*To do*. Could you give every one of the records below as a numbered list, leaving out any blank lines?

Pointing entries for named objects
-- BEGIN --
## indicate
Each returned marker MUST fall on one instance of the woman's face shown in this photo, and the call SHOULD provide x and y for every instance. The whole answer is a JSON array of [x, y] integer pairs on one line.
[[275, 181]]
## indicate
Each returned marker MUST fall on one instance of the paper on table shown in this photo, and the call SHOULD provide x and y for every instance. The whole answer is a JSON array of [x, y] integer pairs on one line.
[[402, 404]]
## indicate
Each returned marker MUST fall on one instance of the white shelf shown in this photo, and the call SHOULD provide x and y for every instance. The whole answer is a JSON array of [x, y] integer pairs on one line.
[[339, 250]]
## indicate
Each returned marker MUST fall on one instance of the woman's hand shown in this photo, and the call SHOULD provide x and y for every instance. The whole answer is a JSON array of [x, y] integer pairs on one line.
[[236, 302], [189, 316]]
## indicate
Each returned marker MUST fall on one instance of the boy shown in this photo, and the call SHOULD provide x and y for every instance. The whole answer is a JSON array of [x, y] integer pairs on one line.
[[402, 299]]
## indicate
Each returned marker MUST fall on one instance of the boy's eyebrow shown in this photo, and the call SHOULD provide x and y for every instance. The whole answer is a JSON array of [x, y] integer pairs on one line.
-- END --
*Solution to the exercise*.
1. ## indicate
2. Each returned marker MUST fall on one instance of the woman's face shown in this photo, and the call SHOULD provide x and y for every instance. The whole answer is a JSON array of [x, y] integer pairs on one line.
3. [[275, 181]]
4. ## indicate
5. Each returned marker MUST fall on one instance of the paper on table shown in this photo, and the call SHOULD provide x and y for every instance. The whole answer is a JSON array of [x, y] integer pairs on one line.
6. [[402, 404]]
7. ## indicate
8. Each returned marker MUST fall on one instance of the white shelf shown in this photo, and the call SHOULD provide x and y for every instance. The whole answer is a JSON array of [x, y] integer pairs on one line.
9. [[339, 250]]
10. ## indicate
11. Each returned marker MUST fall on one instance of the woman's hand shown in this photo, and the call SHOULD provide x and y for every instance. The whole answer is a JSON array of [x, y] integer pairs on one line.
12. [[236, 302], [189, 316]]
13. ## indicate
14. Each returned marker MUST fall on one instance of the boy shown in this photo, and the call SHOULD provide x and y for every instance. The whole answer is a JSON array of [x, y] integer pairs on one line.
15. [[402, 299]]
16. ## indicate
17. Each returned marker MUST fall on one instance of the boy's eyebrow shown in this photo, and the call SHOULD provide x and y for every instance. The whole answer is a JSON array of [x, y] integer pairs on one line.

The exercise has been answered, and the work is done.